-- Record set start --

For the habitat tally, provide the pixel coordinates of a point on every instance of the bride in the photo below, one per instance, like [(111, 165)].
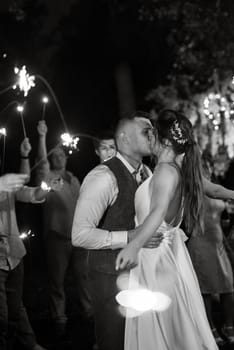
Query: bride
[(174, 191)]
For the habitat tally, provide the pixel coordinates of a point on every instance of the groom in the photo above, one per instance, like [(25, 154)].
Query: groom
[(104, 218)]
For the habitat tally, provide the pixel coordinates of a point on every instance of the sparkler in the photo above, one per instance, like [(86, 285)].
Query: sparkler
[(27, 234), (25, 81), (3, 133), (20, 109), (70, 142), (44, 100)]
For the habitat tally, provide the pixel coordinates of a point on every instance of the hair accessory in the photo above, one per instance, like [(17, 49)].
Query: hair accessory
[(176, 133)]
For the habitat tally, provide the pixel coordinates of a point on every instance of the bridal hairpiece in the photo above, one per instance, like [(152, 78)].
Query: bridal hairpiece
[(177, 133)]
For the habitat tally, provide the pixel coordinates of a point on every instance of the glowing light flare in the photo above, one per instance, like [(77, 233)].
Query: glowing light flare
[(20, 108), (3, 131), (70, 142), (45, 187), (25, 81), (45, 99), (25, 235), (142, 300)]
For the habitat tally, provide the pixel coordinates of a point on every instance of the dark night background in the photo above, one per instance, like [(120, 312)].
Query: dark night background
[(76, 46), (102, 58), (105, 57)]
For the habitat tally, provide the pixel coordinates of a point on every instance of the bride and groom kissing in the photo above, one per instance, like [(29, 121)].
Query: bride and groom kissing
[(130, 226)]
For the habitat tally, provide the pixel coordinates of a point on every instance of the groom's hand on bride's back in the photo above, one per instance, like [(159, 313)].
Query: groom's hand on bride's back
[(154, 241)]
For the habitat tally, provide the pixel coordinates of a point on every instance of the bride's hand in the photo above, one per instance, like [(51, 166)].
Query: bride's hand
[(154, 241), (127, 258)]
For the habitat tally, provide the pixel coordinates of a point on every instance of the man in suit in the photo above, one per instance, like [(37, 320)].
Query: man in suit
[(104, 218)]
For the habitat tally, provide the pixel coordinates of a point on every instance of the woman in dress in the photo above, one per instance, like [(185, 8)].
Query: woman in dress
[(212, 265), (175, 190)]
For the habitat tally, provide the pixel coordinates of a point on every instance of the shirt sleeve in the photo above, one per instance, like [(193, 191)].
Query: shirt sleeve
[(98, 191), (27, 194)]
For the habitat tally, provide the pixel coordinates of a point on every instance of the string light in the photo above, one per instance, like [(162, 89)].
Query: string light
[(45, 101), (25, 81), (3, 131), (20, 109)]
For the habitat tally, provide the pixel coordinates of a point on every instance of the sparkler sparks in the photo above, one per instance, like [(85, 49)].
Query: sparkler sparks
[(69, 142), (27, 234), (3, 131), (25, 81)]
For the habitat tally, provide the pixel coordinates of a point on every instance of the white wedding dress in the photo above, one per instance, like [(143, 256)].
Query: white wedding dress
[(167, 269)]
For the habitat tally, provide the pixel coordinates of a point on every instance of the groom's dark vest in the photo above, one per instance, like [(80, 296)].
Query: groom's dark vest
[(120, 215)]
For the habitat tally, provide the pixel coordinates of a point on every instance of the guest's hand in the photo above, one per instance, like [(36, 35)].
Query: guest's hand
[(56, 184), (154, 241), (12, 182), (42, 128), (127, 257)]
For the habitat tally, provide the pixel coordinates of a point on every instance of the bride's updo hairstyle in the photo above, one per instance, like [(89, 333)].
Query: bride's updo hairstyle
[(175, 127)]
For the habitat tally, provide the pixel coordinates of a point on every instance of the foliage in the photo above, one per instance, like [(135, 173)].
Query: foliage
[(200, 38)]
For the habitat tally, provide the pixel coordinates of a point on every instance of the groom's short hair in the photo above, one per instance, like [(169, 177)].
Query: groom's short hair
[(130, 117)]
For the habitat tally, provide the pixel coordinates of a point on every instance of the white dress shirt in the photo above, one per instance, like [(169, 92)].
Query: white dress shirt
[(98, 191)]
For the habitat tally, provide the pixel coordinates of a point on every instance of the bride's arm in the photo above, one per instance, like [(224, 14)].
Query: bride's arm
[(216, 191), (164, 184)]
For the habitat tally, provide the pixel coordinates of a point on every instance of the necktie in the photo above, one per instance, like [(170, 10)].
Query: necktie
[(140, 175)]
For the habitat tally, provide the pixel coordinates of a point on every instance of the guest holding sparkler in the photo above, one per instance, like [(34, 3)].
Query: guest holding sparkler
[(105, 146), (12, 251), (58, 215)]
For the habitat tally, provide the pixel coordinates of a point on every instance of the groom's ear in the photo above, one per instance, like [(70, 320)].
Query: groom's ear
[(167, 143), (123, 137)]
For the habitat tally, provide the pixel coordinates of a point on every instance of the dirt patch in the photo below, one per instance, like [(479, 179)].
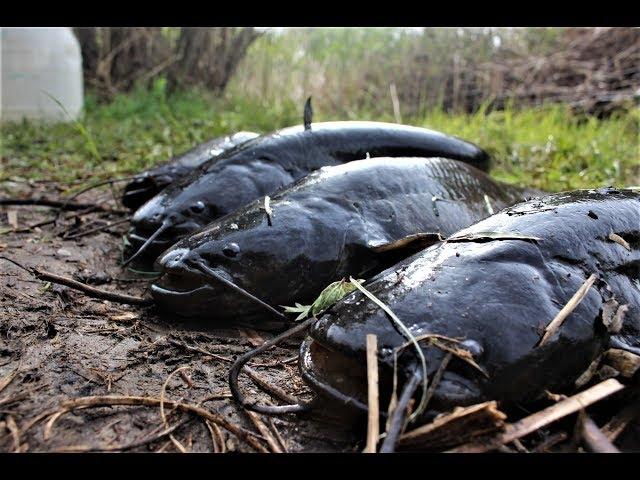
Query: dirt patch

-- Record set end --

Write out every one of the records above word for word, but leave the pictures out.

For the habitat tally, provide the pixel coordinates of a point on every instance of the bride in the photo below, one per instance, like [(111, 165)].
Query: bride
[(174, 191)]
For the habitat tally, provide the pixel coordinates of a point on every instance of the groom in the photo above, one per instance, like [(25, 154)].
Query: groom
[(104, 218)]
For the habitat tally, provide the pixel coordinates of a point on every instance of the sparkler in the photo above, one per instance, like [(86, 285)].
Query: sparkler
[(27, 234), (25, 81), (3, 133), (20, 109), (70, 142), (44, 100)]
For the habitat tally, provide the pixel coordinates of a point on every instance of the hair accessory in the photo above, one per instance, like [(17, 49)].
Query: hair accessory
[(176, 133)]
For the habitat tally, provide the pixel coordinates of a point on every instance of the bridal hairpiece in the photo above, one per instance, like [(152, 78)].
Query: bridal hairpiece
[(177, 133)]
For the habitat tally, provide the pixel coordinates of a point on every instance of the glowing light flare in the photo above, one per instance, like [(77, 233)].
Query: glowing light flare
[(20, 108), (3, 131), (70, 142), (45, 187), (25, 81), (45, 99), (25, 235), (142, 300)]
For the habitat tally, provide the pixel coordinates of a point on every instance of the dark night background in the photo above, one per instance, like [(120, 312)].
Query: dark night background
[(76, 46), (102, 58), (105, 57)]
For the habitat tally, provide the pixel coordinates of a point on every instance of the bride and groom kissing in the photo above, one per instance, like [(29, 121)].
Query: bride and groom kissing
[(130, 226)]
For the habitat tally, provide the pixel coordinates of a point on every instance of the groom's hand on bride's back in the photo above, one per instance, like [(159, 313)].
Query: groom's hand on bride's back
[(154, 241)]
For the habitat tally, provide the pixel coordinates of a point on every instance of the bride's hand in the photo above, one per instance, like [(51, 166)].
Query: bride's hand
[(154, 241), (127, 258)]
For the habitat tally, provide the pixel coordinates of a point on every instance of the man in suit in the photo above, one per instance, like [(37, 320)].
Query: man in suit
[(104, 218)]
For the habitat tally, provide the pixel coordinates of a point on every instance of the woman in dress in the photo above, one per instance, like [(185, 8)].
Query: woman in dress
[(212, 265), (175, 190)]
For the habitat tally, provide the pixel coordinates of a point on every instance of the shirt sleeve in the photo above, one per instance, like [(193, 191)].
Query: shirt sleeve
[(98, 191), (27, 194)]
For the habitat tally, provide the pixel coordinates of a point on every instance of the string light in the photo above, one per instance, like [(162, 89)].
Query: string light
[(45, 101), (25, 81), (3, 131), (20, 109)]
For the habitat tally, provide the pixel coordinates of a point on every instance of the sparkler sparks in the photo above, one per instance, like [(85, 49)].
Query: sparkler sparks
[(69, 142), (27, 234), (3, 131), (25, 81)]
For the habitat tally, provide the pixel coordinates of a point on every instance of the white wedding dress in the photo above, one per instance, like [(143, 256)].
Query: white wedding dress
[(167, 269)]
For the habitat tally, provide the pixel coordinates of a point on every instance of the groom's dark vest in the photo above, one per instance, like [(80, 296)].
Query: groom's dark vest
[(120, 215)]
For the habitat tally, provide the pixel coordinates of a point on every instance of the guest's hand in the photo above, one per instance, like [(36, 35)].
Query: guest's hand
[(56, 184), (154, 241), (12, 182), (42, 128), (127, 257)]
For the habitat tally, provide the pixel coordinates of a point on every instance of the bride's updo hairstyle in the photo above, one per instance, like [(89, 333)].
Query: bride's updo hairstyle
[(175, 127)]
For the habitat tally, provide the pixel coordinates of a point on every instance of the foliage in the photo above, one per instance, like [(135, 173)].
Query: foliage
[(200, 38)]
For the habitat tally, provide the pixel coordinates of a point on every instance of the groom's short hair in the photo above, one per instance, like [(169, 177)].
Query: groom's short hair
[(130, 117)]
For the habitat tally, provide the pixel coordinates of a point on every instance of the white dress shirt in the photo above, one per instance, like [(169, 92)].
Query: white dress shirt
[(98, 191)]
For the habitat tally, provide the pixel coordinates of a point on every instance of the bride's arm in the photo above, one per instance, like [(224, 14)].
Query: bride's arm
[(216, 191), (164, 184)]
For the habitat tally, provide the pixel coordinates of a point on every instance of the necktie in the photo above, one per instance, like [(170, 10)].
Query: necktie
[(140, 175)]
For the habitat tally, provide the pixel coordinates of a point on every instance of the guest holding sparkler in the photo above, one per instance, like [(34, 3)].
Query: guest holding sparkler
[(105, 146), (12, 251), (58, 215)]
For the habitat tally, provide the pixel coordinates of a point on every instance of the groom's ear in the photo above, one per instance, like [(70, 320)].
Query: groom's ear
[(167, 143), (123, 137)]
For the habitat tally, provide the pixel coordinates of a point on every instance of the dirt patch in the photo below, one per instance, like [(479, 179)].
Query: dirt patch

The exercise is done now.